* EXERCISE SET *
- 1) In the excerpt about the skew algorithm, which language did the writer translate the Python implementation into?
- 2) Summarize the excerpt about the skew algorithm in two sentences.
- 3) Take the excerpt about the skew algorithm further, continuing from its final sentence.

-- start EXCERPT PROVIDED --

I’m currently supervising some BSc projects where they implement various string algorithms. Yesterday, I got an email where a student asked for a longer example of the Skew/DC3 algorithm. Naturally, I felt too lazy to make one, but this morning I figured that it wouldn’t be too hard to implement it in Python, and then he could explore it himself. Then, between two Zoom meetings, I translated it into Go as well, since that is what this group is using for their project.

It seems that most of my students these days are not as well versed in C as I had hoped, so maybe it was a mistake to use C as the language in my book. I feel like I might have to implement more of the algorithms in Python for my class in the future. If I am not too lazy.

The skew algorithm is for computing the suffix array of a string. If you have a string x, then you can imagine extracting all its suffixes x[i:] and sorting them. One way of representing these sorted suffixes is an array of indices, SA, such that x[SA[i]:] gives you the suffix that would be at index i in the sorted suffixes, or in other words, it is an array such that

for i in sa:

would print all the suffixes in lexicographical order. This array is the suffix array, and it is used in a wide variety of string algorithms.

-- end EXCERPT PROVIDED --
-- start DATASET --

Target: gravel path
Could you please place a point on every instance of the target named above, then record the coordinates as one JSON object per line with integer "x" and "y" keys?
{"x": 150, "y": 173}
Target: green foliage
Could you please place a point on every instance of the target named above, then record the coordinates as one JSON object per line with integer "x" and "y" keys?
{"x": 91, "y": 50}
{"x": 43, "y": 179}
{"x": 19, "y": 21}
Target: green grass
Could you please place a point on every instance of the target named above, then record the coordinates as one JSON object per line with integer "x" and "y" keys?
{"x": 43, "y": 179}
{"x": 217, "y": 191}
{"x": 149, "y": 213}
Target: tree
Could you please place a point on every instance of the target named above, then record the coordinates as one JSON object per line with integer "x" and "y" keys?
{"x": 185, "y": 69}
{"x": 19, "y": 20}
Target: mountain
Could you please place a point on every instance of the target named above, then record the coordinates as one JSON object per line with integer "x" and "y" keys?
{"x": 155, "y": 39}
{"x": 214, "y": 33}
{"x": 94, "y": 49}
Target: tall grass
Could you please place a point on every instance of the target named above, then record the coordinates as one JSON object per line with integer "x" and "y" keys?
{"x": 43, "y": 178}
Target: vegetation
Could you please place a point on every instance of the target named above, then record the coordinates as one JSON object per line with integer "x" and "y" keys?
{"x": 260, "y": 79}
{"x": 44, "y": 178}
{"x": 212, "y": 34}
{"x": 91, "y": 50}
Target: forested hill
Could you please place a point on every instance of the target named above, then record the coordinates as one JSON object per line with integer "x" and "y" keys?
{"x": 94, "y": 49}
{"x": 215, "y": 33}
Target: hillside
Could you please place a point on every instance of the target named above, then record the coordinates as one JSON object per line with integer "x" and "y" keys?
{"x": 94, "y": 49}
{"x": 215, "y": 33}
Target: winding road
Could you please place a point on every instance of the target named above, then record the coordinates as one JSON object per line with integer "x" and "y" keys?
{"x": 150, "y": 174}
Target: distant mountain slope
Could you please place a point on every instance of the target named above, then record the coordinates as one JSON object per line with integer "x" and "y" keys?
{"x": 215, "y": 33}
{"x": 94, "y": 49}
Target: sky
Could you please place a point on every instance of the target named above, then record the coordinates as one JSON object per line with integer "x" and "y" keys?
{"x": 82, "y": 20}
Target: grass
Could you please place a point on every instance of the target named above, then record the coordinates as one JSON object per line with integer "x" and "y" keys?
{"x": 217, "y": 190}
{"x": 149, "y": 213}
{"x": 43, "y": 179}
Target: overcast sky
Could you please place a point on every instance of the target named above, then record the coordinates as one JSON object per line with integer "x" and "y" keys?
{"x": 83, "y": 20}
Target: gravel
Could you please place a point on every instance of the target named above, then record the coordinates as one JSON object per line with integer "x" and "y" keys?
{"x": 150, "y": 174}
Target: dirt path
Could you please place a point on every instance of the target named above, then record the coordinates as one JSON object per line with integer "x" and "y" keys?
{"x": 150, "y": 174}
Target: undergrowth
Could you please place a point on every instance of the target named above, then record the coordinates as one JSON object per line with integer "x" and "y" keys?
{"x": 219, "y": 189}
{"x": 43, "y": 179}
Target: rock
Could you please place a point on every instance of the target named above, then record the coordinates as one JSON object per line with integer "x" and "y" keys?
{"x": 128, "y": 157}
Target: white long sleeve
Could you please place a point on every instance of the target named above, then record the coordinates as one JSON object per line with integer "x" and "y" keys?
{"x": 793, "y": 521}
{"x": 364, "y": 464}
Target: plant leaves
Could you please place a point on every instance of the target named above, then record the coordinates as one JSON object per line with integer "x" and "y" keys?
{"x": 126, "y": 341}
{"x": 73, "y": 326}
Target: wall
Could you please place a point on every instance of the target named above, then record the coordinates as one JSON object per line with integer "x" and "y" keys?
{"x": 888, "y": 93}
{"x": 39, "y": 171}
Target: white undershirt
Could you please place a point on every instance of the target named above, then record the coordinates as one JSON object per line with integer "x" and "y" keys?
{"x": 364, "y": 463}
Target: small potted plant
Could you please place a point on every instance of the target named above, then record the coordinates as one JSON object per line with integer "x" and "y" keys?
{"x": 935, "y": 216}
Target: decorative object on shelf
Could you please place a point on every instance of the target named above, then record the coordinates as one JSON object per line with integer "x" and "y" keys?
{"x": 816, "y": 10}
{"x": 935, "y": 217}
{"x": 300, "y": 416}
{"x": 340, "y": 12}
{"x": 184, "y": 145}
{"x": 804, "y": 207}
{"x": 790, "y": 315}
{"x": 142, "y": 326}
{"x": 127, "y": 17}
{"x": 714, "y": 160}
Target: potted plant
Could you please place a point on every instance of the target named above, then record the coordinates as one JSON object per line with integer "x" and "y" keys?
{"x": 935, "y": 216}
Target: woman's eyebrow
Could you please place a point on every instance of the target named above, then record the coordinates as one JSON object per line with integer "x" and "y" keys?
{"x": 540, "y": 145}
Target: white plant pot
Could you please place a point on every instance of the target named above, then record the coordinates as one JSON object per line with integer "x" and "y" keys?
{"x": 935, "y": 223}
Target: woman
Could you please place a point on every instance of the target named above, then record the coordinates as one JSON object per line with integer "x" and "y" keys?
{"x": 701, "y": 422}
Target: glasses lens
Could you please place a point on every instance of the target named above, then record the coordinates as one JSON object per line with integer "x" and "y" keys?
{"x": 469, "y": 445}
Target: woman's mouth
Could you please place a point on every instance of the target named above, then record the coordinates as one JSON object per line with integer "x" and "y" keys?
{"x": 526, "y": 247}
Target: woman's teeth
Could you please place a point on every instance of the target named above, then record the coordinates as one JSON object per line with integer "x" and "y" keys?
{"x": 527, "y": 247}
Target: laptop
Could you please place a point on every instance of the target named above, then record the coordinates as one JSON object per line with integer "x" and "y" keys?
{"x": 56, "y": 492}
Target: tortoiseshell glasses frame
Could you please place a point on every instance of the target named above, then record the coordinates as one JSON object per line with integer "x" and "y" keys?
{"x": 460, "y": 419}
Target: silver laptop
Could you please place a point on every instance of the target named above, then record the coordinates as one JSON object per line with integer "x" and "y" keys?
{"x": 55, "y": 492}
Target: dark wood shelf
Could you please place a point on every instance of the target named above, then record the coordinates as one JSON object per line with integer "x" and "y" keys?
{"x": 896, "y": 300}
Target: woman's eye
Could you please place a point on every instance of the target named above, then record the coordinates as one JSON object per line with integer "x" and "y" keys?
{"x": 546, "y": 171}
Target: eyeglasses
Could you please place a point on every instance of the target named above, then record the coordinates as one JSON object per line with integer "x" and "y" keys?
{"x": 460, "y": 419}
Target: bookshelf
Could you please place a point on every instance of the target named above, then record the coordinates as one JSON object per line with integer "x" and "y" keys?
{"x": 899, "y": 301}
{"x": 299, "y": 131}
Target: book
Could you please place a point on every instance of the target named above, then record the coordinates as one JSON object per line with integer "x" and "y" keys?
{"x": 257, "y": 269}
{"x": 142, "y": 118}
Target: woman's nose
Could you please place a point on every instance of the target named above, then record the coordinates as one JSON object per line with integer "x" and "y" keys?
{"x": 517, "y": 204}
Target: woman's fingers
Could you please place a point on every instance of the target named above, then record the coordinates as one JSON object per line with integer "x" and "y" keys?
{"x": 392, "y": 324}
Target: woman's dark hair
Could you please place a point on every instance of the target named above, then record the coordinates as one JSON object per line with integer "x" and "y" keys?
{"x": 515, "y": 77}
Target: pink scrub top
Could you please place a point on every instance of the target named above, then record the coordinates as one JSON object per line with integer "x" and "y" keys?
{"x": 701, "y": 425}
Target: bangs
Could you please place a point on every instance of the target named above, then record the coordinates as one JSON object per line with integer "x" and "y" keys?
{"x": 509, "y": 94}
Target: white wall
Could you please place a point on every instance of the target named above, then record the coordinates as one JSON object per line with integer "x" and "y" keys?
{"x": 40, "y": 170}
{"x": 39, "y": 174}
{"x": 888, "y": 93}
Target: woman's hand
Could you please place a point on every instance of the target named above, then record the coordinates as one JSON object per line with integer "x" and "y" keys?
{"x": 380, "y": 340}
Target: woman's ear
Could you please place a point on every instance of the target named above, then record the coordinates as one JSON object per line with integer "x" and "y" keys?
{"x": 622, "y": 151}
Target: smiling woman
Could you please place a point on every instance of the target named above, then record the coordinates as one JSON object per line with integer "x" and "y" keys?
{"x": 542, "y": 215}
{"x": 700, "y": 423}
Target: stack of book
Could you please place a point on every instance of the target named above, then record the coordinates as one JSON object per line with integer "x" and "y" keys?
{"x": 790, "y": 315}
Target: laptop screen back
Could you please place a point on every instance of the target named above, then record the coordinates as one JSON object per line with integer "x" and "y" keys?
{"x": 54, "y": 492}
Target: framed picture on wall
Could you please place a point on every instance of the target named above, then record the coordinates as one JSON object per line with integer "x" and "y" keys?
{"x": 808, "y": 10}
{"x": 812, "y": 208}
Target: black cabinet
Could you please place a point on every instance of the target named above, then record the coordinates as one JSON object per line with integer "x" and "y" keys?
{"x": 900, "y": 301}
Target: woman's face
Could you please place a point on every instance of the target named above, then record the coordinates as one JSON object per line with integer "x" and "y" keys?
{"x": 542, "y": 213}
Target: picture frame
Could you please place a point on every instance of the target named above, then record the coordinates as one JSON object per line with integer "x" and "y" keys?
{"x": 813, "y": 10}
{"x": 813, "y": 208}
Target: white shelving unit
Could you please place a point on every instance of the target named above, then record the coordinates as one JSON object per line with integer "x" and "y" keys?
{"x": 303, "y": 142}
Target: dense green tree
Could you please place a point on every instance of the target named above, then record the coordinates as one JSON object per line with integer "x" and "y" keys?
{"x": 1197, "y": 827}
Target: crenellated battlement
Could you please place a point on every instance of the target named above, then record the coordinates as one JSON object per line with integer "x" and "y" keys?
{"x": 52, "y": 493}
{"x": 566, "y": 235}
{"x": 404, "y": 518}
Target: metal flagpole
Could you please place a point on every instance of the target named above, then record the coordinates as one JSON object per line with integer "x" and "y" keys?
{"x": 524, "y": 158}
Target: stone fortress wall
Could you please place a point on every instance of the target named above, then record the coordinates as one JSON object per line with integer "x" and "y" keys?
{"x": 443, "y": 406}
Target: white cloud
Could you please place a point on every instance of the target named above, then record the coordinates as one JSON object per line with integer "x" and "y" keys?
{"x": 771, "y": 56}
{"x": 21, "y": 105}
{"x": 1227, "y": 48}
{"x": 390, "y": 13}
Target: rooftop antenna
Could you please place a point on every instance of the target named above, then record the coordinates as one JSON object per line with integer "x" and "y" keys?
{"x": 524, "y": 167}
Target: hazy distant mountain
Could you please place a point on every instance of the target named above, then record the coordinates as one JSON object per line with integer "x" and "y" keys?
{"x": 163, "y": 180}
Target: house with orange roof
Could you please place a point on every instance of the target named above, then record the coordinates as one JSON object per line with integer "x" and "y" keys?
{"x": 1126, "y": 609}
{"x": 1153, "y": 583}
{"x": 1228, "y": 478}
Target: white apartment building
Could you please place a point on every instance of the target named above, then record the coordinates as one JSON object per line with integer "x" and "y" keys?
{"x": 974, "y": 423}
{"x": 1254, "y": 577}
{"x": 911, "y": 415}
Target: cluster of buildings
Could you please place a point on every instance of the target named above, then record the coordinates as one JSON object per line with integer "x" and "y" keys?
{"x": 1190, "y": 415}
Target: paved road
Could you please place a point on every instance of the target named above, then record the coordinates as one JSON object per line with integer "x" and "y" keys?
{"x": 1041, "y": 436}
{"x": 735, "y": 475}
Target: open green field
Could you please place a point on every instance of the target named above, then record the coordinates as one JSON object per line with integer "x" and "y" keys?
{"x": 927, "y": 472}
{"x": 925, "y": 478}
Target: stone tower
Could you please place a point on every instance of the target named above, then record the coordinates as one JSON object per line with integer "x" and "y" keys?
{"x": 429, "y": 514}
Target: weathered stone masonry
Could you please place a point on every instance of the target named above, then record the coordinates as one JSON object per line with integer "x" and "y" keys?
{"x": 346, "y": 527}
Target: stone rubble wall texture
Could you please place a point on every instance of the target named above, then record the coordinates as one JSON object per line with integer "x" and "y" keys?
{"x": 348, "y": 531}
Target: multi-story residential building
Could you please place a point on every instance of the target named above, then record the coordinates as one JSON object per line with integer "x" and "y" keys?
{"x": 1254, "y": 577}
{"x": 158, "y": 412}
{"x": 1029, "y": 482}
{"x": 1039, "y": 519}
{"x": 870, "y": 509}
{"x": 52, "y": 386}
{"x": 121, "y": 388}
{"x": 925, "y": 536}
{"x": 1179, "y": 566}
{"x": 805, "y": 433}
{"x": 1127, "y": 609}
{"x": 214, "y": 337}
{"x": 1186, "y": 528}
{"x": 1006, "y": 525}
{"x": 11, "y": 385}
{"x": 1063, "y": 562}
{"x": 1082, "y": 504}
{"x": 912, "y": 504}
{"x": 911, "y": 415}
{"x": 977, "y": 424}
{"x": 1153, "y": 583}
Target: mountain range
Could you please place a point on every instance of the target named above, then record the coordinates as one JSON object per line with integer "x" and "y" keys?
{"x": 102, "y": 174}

-- end DATASET --

* THE REPLIES *
- 1) Go

- 2) After a student asked for a longer example of the Skew/DC3 algorithm, the writer implemented it in Python and then translated it into Go, the language the student's group uses, and now thinks more algorithms may need Python versions because many students are not well versed in C. The skew algorithm computes the suffix array of a string, an array of indices that lists the string's suffixes in sorted order and is used in a wide variety of string algorithms.

- 3)
If you actually generate all the suffixes you are spending \( O(n^2) \) just on that (the sum of the lengths of suffixes is quadratic). If you then sort them on top of that, you can do it in \( O(n^2) \) with a radix sort or \( O(n^2\log n) \) with a comparison based sort (because comparing two strings is in \( O(n) \). So a straightforward approach is not a good idea, especially in bioinformatics where \(n\) can easily be a billion.

There are, however, several algorithms for building the suffix array in linear time, and the skew algorithms is one of them. It isn’t the fastest around (that is probably the SA-IS algorithm, but I will leave that for another day), but it is relatively simple.

It is a divide and conquer algorithm where you split the input into two sets of indices. Indices that are zero modulo 3, i % 3 == 0, call them SA3 (although they aren’t a suffix array yet) and indices there are i % 3 == 1 or i % 3 == 2. Call these SA12. Then, recursively, you sort the indices in SA12, so you have the suffixes that start at those indices in the right order. That is problem of size \( 2/3 n \), and if it is the only recursion we do, and it is, then the recurrence equation for the running time is \( T(n) = T(2/3n) + W(n) \) where \( W(n) \) is the work we do directly in the algorithm. If \(W(n)=O(n)\) you do linear time per call, and then the recurrence equation is \(T(n) = T(2/3n)+O(n) = O(n)\) because the recurrence is a geometric sum.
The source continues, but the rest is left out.